→ DO THIS
Return each line in the records below that contains the word "stem", copied without changes.

→ INFORMATION GIVEN
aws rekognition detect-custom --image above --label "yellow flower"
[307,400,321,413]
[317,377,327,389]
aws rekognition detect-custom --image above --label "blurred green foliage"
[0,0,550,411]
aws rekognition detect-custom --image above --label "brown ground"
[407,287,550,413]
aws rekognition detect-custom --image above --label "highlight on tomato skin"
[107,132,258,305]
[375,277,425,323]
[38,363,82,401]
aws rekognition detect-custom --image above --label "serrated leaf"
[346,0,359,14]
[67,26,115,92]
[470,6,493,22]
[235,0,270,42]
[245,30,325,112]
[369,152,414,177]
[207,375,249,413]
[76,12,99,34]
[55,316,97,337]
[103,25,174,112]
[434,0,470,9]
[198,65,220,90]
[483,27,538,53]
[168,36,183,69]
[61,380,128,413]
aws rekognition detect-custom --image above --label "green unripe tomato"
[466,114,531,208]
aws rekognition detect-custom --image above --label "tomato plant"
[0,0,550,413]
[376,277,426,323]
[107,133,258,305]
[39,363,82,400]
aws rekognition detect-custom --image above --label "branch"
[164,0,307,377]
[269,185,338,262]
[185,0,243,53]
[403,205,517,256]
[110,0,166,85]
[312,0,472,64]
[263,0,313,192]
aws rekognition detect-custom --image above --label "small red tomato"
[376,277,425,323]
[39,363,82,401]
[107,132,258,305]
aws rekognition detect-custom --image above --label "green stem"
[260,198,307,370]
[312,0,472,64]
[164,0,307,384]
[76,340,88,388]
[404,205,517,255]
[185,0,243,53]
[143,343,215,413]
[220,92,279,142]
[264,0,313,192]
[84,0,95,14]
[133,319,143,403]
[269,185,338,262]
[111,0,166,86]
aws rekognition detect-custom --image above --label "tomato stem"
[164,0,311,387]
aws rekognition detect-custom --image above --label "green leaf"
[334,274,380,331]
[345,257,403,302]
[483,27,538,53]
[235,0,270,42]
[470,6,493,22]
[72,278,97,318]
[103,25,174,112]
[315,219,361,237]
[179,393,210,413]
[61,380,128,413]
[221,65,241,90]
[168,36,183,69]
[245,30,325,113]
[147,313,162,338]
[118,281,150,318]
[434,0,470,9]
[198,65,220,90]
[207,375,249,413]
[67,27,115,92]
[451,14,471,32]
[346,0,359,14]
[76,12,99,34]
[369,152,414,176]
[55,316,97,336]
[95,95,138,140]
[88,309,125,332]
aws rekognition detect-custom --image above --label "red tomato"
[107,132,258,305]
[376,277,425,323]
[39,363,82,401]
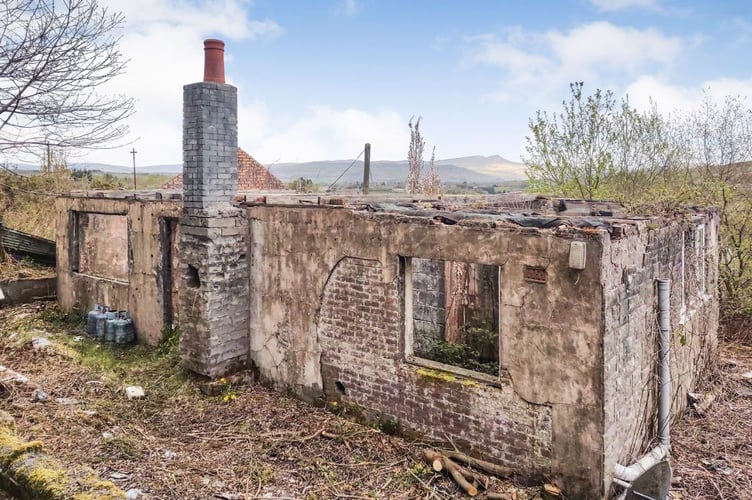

→ IN RESPONSE
aws rekognition detect-custom --image above --label "green stem"
aws rekognition detect-custom --image above --label "tomato stem"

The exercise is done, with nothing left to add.